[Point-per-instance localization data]

_ _ _

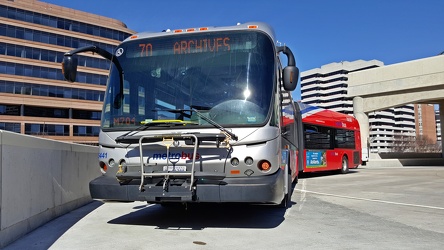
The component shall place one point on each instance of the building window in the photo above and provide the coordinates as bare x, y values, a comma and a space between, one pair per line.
9, 126
86, 131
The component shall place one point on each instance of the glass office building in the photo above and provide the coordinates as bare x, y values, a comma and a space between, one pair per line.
34, 98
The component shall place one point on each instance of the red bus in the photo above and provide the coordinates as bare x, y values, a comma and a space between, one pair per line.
331, 140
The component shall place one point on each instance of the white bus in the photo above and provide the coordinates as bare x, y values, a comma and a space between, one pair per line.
196, 115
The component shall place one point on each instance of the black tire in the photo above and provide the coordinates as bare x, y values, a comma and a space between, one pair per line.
344, 166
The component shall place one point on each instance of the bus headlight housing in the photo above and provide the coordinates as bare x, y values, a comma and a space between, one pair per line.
264, 165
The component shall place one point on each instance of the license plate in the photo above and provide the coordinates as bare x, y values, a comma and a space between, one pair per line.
175, 168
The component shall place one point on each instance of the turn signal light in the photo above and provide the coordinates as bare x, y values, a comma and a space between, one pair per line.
103, 167
264, 166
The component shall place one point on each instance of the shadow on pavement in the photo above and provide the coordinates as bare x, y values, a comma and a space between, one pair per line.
200, 216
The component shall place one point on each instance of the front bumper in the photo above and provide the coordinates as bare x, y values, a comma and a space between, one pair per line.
262, 189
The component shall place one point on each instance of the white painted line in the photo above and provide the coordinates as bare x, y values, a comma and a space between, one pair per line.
303, 191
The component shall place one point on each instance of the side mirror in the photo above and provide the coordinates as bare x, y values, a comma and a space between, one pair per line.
69, 68
290, 77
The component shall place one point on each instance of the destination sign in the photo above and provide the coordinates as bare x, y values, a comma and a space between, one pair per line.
192, 44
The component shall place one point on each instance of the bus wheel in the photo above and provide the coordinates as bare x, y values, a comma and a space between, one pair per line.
286, 202
344, 168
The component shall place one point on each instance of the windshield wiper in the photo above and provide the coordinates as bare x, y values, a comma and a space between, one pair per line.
156, 123
215, 124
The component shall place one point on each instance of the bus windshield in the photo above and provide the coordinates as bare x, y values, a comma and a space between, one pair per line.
226, 76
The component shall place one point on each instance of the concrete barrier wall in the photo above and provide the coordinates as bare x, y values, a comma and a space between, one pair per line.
40, 180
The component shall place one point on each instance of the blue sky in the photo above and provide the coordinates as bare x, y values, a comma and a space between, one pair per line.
317, 31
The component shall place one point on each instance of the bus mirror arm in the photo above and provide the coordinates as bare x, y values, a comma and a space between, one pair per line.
69, 67
291, 72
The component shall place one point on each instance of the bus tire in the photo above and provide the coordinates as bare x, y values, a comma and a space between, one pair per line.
344, 166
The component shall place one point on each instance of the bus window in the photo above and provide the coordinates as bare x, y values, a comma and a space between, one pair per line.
317, 137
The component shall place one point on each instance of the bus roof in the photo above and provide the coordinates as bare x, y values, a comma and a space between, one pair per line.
245, 26
324, 117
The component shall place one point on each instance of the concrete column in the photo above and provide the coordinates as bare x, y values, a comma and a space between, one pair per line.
358, 112
441, 117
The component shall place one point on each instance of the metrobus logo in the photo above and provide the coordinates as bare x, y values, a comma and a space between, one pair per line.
175, 156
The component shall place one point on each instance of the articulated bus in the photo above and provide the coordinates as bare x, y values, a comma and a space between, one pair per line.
331, 140
195, 115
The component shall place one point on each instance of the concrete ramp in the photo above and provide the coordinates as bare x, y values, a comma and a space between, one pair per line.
40, 180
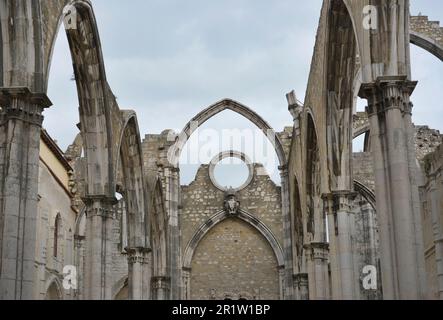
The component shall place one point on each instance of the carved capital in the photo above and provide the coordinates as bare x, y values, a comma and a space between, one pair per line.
301, 279
138, 255
22, 104
163, 283
318, 250
389, 92
343, 200
231, 204
100, 206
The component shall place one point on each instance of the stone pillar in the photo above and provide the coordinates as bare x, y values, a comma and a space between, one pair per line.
401, 251
301, 284
139, 275
437, 227
341, 254
21, 119
161, 287
186, 290
288, 286
174, 251
79, 251
98, 279
318, 254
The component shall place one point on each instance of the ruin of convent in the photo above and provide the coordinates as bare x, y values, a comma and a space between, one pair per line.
113, 205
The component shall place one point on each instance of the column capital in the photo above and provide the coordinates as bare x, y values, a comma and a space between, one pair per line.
300, 279
101, 206
20, 103
161, 283
318, 250
388, 92
340, 200
138, 255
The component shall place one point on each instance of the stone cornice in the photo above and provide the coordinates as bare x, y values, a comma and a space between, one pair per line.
22, 104
388, 92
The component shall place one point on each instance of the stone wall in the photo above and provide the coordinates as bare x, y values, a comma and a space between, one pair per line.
430, 29
53, 200
234, 261
233, 257
431, 195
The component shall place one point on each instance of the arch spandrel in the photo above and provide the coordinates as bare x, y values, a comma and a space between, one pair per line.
220, 217
226, 104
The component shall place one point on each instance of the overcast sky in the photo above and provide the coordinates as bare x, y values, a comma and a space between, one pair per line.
167, 60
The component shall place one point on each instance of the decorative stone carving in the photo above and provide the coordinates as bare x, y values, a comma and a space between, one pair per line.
231, 204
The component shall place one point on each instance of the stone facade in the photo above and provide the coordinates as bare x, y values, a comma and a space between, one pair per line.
233, 259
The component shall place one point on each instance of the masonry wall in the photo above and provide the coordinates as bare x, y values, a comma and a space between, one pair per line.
53, 200
233, 257
431, 194
234, 261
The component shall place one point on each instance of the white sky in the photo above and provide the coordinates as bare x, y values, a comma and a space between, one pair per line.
167, 60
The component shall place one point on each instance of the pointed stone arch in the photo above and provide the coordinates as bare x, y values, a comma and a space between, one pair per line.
244, 216
226, 104
216, 220
129, 153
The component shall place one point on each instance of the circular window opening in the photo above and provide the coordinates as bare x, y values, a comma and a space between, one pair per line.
231, 170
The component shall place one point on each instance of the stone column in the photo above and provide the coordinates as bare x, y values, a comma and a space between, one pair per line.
79, 250
161, 287
437, 227
301, 284
21, 119
341, 254
401, 252
288, 289
98, 279
139, 275
318, 253
172, 206
186, 290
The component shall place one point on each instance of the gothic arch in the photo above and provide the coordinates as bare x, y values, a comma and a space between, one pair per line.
298, 227
211, 111
159, 234
312, 176
366, 193
426, 43
221, 216
342, 73
119, 288
96, 100
133, 188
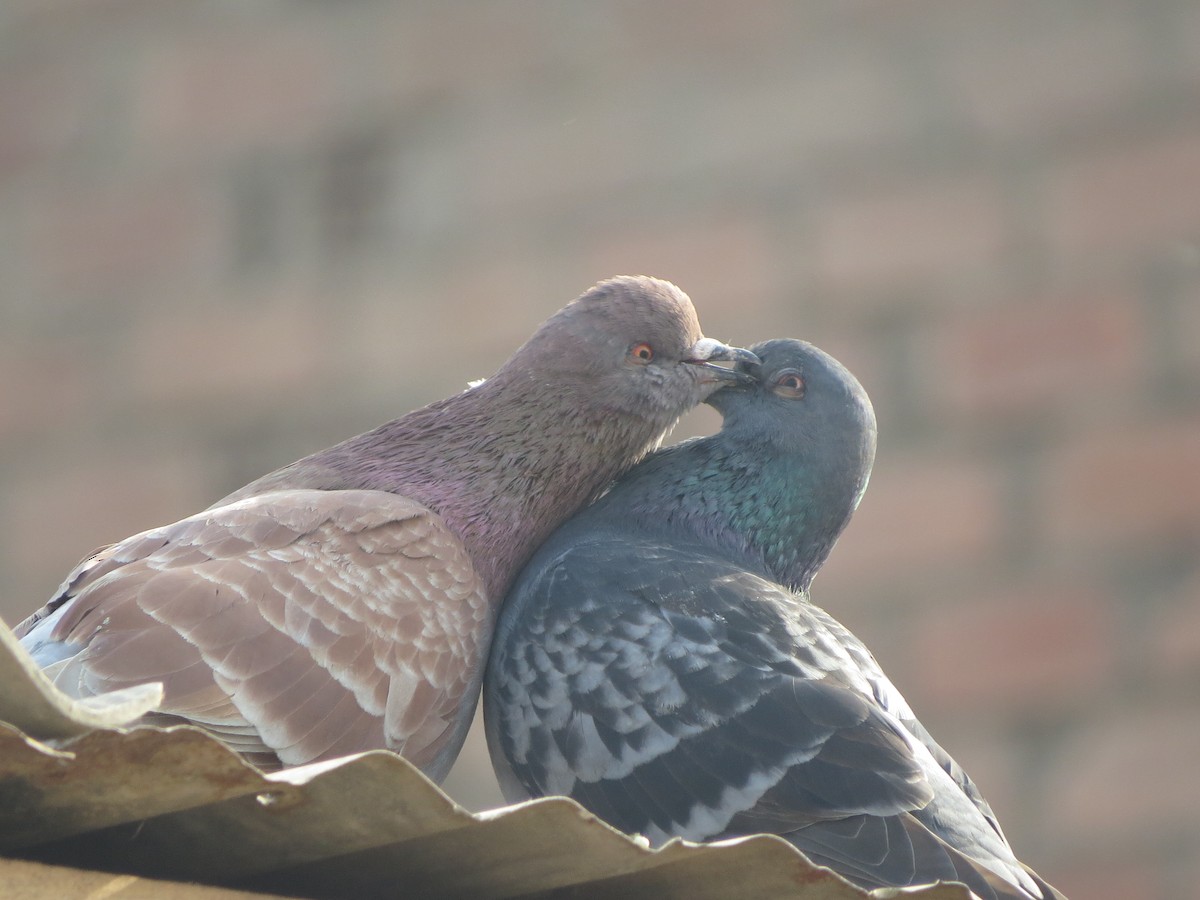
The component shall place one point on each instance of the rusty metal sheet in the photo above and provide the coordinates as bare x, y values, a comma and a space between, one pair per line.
177, 805
33, 881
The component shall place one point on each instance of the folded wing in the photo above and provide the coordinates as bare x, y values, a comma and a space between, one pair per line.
295, 625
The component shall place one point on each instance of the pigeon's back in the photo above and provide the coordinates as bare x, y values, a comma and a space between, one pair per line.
346, 601
660, 660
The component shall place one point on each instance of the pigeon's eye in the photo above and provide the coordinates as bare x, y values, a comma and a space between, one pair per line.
790, 385
641, 353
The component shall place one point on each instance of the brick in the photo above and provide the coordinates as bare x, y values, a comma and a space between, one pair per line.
211, 90
726, 264
1175, 648
921, 517
1027, 76
1037, 355
921, 233
1026, 649
1109, 874
1139, 762
1125, 484
46, 383
107, 240
238, 357
57, 515
1126, 201
43, 108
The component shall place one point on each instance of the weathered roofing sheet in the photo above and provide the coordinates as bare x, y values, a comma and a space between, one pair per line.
175, 805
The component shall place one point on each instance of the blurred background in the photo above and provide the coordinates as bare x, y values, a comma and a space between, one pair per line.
232, 234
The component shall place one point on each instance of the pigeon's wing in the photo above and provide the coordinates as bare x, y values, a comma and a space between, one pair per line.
676, 694
306, 624
891, 699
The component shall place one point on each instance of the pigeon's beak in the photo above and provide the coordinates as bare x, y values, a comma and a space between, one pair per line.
706, 352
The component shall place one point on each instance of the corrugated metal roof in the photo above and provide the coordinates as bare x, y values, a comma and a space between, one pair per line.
174, 804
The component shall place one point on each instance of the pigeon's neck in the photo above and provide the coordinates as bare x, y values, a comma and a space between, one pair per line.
498, 481
771, 510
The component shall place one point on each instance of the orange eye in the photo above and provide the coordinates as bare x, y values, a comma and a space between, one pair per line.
641, 353
790, 385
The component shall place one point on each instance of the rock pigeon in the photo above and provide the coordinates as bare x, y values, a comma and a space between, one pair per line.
660, 659
345, 603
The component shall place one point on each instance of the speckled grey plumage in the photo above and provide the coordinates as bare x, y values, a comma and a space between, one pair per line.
660, 659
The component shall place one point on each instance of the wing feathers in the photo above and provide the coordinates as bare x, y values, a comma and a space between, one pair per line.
329, 621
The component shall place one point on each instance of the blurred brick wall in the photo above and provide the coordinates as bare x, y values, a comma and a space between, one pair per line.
233, 233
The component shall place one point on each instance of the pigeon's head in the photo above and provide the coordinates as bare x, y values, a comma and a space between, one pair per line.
804, 405
633, 345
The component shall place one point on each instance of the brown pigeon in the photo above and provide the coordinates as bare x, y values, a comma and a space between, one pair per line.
346, 601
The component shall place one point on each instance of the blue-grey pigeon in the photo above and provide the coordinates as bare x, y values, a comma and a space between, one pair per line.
346, 601
660, 660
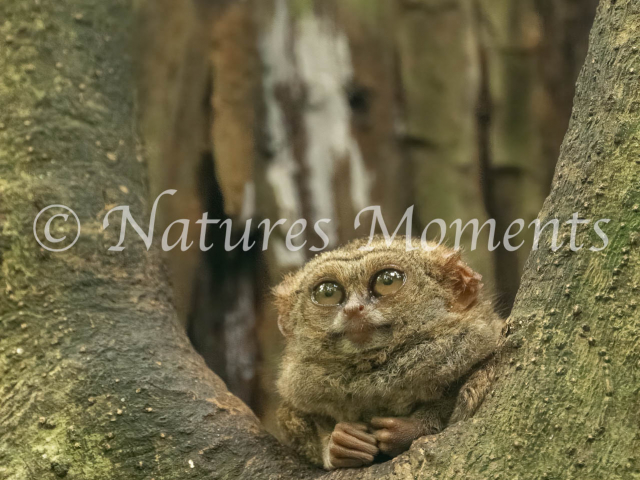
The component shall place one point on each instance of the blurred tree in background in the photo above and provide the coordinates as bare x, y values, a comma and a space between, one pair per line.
302, 109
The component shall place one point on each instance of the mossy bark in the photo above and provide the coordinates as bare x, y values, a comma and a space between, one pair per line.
99, 381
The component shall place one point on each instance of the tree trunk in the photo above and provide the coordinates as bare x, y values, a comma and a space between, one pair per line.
99, 381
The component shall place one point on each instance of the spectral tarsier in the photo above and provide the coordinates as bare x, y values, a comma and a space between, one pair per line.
382, 347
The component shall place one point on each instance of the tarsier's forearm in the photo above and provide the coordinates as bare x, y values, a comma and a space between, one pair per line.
473, 391
301, 433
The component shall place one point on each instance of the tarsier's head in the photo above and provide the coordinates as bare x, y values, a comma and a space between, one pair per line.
351, 300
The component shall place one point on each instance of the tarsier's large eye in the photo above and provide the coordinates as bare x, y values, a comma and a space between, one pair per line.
328, 293
387, 282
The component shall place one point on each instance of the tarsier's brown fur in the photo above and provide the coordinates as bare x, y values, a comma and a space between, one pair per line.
416, 361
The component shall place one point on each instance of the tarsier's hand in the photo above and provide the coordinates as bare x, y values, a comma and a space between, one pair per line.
350, 446
395, 434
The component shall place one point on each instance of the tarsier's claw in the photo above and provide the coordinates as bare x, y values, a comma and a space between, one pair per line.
395, 434
351, 446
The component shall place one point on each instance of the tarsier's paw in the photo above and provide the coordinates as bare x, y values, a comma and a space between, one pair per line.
395, 434
350, 446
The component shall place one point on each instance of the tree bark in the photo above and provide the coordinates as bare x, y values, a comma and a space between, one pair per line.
99, 381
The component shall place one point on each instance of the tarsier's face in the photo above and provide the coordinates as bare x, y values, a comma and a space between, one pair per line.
358, 300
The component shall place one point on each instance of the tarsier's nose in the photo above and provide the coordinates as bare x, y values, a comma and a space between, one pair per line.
354, 309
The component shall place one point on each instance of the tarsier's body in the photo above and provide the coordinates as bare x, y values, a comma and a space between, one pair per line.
383, 347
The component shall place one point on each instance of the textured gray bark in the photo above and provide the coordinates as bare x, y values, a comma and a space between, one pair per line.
98, 380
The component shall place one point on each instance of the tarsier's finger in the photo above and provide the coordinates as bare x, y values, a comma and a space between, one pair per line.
391, 449
337, 451
352, 426
348, 441
384, 436
346, 463
383, 422
360, 435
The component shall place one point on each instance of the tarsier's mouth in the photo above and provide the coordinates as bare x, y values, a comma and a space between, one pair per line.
360, 331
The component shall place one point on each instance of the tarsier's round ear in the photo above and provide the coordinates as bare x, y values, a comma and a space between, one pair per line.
466, 283
284, 294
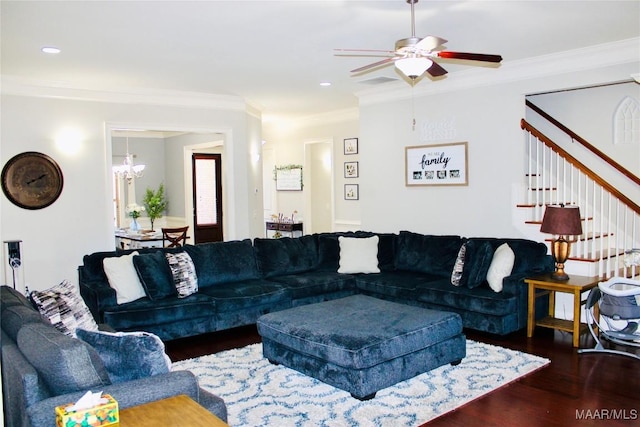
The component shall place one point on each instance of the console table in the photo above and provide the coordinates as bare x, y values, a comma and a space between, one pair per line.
126, 240
178, 410
293, 228
544, 285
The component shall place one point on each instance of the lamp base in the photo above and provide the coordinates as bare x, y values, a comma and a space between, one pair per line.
560, 250
560, 275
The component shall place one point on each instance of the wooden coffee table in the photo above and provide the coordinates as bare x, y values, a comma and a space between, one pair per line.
178, 411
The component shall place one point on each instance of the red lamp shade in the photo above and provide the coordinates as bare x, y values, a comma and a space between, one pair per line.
562, 220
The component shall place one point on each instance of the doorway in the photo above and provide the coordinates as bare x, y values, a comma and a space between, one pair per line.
318, 187
207, 197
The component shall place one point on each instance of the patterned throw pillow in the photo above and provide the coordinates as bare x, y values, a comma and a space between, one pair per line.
63, 306
458, 267
184, 273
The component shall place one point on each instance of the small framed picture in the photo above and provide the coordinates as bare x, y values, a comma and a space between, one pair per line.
351, 146
351, 192
350, 169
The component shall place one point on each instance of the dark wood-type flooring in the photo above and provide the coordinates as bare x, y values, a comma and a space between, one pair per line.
574, 390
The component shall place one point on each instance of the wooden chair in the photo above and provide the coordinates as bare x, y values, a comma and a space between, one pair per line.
174, 237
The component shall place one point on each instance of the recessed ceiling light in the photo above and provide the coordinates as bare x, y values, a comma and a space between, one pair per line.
50, 49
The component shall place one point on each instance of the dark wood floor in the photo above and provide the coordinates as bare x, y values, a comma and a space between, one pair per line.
574, 390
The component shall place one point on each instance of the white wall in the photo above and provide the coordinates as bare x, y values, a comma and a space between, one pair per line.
56, 238
488, 118
589, 112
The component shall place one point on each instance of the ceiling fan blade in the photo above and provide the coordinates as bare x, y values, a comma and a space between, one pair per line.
374, 65
430, 43
436, 70
469, 56
391, 52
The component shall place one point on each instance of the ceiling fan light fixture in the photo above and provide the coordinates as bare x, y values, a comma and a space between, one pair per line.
413, 66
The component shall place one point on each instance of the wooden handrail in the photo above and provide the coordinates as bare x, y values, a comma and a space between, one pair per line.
586, 144
595, 177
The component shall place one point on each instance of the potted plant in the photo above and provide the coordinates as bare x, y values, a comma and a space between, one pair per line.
155, 203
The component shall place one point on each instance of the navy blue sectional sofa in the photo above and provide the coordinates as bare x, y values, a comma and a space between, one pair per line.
238, 281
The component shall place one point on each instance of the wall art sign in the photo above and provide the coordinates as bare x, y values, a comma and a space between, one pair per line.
351, 192
437, 164
351, 146
351, 169
288, 178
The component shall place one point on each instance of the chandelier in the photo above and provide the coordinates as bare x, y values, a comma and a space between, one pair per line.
128, 170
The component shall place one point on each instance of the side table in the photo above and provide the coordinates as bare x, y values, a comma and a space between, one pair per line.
176, 411
544, 285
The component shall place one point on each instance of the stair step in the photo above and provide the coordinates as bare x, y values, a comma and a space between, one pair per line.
596, 256
539, 221
586, 236
535, 205
624, 272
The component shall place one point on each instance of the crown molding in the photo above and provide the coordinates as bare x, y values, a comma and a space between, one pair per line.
589, 58
21, 86
336, 116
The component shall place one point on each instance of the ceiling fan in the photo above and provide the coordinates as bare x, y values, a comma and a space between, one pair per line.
414, 56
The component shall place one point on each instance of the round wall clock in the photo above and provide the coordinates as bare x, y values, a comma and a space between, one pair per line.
32, 180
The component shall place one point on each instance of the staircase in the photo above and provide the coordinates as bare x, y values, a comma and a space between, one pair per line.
611, 220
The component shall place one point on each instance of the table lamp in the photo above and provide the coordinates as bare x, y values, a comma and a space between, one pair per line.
561, 221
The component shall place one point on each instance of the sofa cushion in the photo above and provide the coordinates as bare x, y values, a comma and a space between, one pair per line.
65, 364
155, 275
477, 261
128, 355
427, 253
440, 295
329, 249
223, 262
287, 255
358, 255
314, 283
183, 273
242, 295
123, 277
16, 316
501, 266
396, 284
65, 309
136, 315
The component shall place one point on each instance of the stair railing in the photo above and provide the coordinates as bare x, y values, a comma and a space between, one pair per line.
611, 221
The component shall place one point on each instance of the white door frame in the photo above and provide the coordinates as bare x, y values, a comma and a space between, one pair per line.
306, 179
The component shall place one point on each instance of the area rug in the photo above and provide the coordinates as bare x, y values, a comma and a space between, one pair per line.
258, 393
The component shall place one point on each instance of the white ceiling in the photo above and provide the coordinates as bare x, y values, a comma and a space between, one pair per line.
274, 54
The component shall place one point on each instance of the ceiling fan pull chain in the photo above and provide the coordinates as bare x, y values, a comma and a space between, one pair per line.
413, 106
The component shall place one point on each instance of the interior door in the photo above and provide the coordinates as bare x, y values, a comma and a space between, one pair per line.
207, 197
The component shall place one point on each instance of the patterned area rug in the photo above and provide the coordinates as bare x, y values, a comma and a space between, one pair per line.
258, 393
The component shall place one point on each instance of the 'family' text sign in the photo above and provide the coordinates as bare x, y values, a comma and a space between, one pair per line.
439, 164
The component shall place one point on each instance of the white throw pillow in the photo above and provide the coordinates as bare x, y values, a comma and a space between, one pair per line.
123, 277
358, 255
501, 266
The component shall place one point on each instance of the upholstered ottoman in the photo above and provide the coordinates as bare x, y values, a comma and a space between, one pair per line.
362, 344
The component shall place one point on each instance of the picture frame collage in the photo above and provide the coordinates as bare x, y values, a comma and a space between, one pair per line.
351, 170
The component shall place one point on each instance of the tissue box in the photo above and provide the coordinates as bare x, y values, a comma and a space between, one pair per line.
101, 415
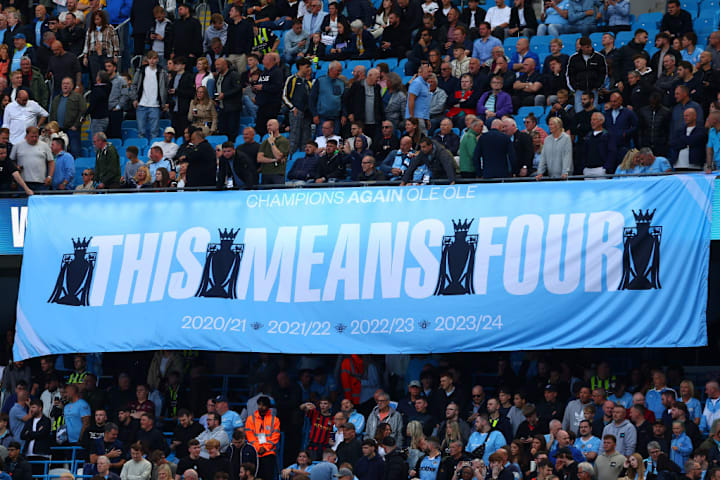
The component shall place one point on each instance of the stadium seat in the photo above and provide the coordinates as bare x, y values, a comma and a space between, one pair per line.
129, 132
216, 139
649, 20
623, 38
141, 143
129, 124
350, 64
537, 111
540, 44
117, 143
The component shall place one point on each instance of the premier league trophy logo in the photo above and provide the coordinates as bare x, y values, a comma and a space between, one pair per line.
641, 254
73, 283
458, 261
222, 263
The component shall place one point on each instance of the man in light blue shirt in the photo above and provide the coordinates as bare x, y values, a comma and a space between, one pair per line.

_ _ _

**WHAT YOU ARE ASKED TO DO**.
Output only the lines from the line that contains "of the premier" through the end of the entries, both included, exactly as they appear.

**YOUR RESPONSE**.
The component shall place one point on each instance of the premier league trophy logo in the photo above and provide the coordinates as bare x, y values, a comma and a space between, one pair per line.
641, 254
73, 283
458, 261
222, 263
The component shall place one point on each instance of the man in light blue shirt in the photo above and provide the coordinates as bare x, y values, a comma and a space between, one pair per line.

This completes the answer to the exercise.